Dataset entries:
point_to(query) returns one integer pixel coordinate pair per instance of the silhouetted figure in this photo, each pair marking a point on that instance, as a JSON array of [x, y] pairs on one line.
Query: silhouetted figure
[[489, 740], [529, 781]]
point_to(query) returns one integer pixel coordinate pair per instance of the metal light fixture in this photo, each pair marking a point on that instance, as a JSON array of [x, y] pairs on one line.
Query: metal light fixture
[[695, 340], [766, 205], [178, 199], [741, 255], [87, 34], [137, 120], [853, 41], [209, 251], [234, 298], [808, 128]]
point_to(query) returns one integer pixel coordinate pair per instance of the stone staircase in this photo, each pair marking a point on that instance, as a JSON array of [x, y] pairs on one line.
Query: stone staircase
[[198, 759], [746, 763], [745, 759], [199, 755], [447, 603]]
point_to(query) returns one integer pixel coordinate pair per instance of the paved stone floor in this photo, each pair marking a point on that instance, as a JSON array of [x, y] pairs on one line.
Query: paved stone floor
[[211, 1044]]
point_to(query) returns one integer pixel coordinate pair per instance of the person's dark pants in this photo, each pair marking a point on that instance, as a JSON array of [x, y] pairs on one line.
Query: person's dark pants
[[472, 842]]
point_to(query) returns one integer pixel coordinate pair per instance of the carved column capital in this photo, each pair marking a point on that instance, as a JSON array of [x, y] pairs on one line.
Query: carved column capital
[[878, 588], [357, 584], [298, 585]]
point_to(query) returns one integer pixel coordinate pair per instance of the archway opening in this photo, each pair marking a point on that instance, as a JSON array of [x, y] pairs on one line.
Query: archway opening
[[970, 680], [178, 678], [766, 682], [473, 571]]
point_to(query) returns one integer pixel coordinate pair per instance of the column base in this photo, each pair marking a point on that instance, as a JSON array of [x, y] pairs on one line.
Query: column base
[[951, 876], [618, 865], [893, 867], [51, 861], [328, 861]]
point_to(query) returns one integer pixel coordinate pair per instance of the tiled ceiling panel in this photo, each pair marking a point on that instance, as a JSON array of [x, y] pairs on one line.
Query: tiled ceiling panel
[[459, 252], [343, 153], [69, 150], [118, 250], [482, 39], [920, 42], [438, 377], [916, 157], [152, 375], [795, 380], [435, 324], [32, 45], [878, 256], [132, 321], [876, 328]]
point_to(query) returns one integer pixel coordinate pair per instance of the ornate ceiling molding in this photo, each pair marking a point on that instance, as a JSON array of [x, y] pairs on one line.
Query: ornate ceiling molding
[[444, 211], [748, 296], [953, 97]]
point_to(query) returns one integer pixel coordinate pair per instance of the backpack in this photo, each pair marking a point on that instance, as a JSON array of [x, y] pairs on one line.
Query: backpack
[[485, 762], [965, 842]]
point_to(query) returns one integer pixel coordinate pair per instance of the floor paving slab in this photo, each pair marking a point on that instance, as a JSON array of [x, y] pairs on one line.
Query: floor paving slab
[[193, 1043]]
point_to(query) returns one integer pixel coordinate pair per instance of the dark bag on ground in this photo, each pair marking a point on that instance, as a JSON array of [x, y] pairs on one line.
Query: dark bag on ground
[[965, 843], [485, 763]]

▸ EXERCISE PROMPT
Output all preceding records character for character.

▸ SOLUTION TO THIS TASK
point_to(query) returns one integer pixel coordinate pair per instance of the silhouetted figure in this photo, each pair marking a point on that instance, as a JSON array of [x, y] pairs on one line.
Query: silhouetted figure
[[489, 740], [529, 781]]
point_to(query) returns one integer pixel coordinate pair per instance of the metal light fixture in this photo, each pair marking a point on that instance, as a JSON array of [x, y] pairs on one line.
Query: metal light fixture
[[695, 340], [766, 205], [178, 199], [741, 255], [87, 34], [137, 120], [853, 41], [209, 251], [234, 298], [808, 128]]
point_to(query) returns one integer pixel coordinate pair per instance of the stone staircase in this photo, each pair marking a point on that instance, as a JSON array of [x, y] pairs on one line.
Query: stone staircase
[[198, 759], [746, 763], [745, 759], [199, 755], [447, 603]]
point_to(query) returns one integer pixel coordinate pair per instance of the paved stone floor in this photo, each pair marking a point on that instance, as a JSON array of [x, y] pairs on one line.
Query: paved stone floor
[[211, 1044]]
point_to(query) returns one integer pixel coordinate pair per instance of the person's dark pants in this photo, each pair marking a point on that instance, as a JSON array of [x, y] pairs on one line.
Query: person's dark pants
[[472, 842]]
point_to(query) returns one integer pixel coordinate pair per instance of the carved column capital in this photo, each pair marking a point on that instance, as a JSON array of [x, y] pairs on one line.
Query: carved column capital
[[878, 588], [357, 584], [298, 585]]
point_to(query) returns one integer pixel coordinate pair per instance of the archway opening in this photo, each pair marking a point on that instance, as a JSON array of [x, y] pairs on one line.
Query: archway opening
[[970, 680], [178, 678], [766, 682], [473, 571]]
point_to(query) returns one integer pixel coordinate pair per instance of the column base in this photo, each pair marking a point on that instance, as a JSON array of [x, y] pairs on one line.
Query: column base
[[951, 876], [618, 865], [893, 867], [51, 861], [328, 861]]
point_to(query) returns one integer pixel coordinate pair per instance of the tiled ceiling panel in this photo, each pair marking a point on that instance, as a JSON array of [x, y] pairs on one line.
Query: tiled ceiling panel
[[459, 252], [343, 153], [69, 150], [118, 250], [482, 39], [920, 42], [438, 377], [916, 157], [152, 375], [795, 380], [435, 324], [32, 45], [878, 256], [132, 321], [876, 328]]
point_to(query) returns one integer pixel coordinate pair per instance of the ornate ceiling molding in this photo, each pair marking a point on that instance, as a JSON array of [x, y] pairs on one line.
Query: ornate ceiling molding
[[444, 211], [748, 296], [953, 97]]
point_to(query) returns one integer pixel coordinate pair per instance of the backpack in this photo, each pair marking a point on that instance, as a JSON array of [x, y] pairs on one line.
Query: backpack
[[485, 762], [965, 842]]
point_to(query) returns one integer pixel coordinate pair per instance of the floor paving slab in this photo, each pair marking a point on that instance, as a JSON array of [x, y] pairs on one line.
Query: floor paving slab
[[193, 1043]]
point_to(query) returns one integer pixel coordinate pair per instance of the dark bag on ground in this photo, each pair marking a point on that instance, as a JSON array of [x, y] pairs on one line.
Query: dark bag on ground
[[965, 843], [485, 763]]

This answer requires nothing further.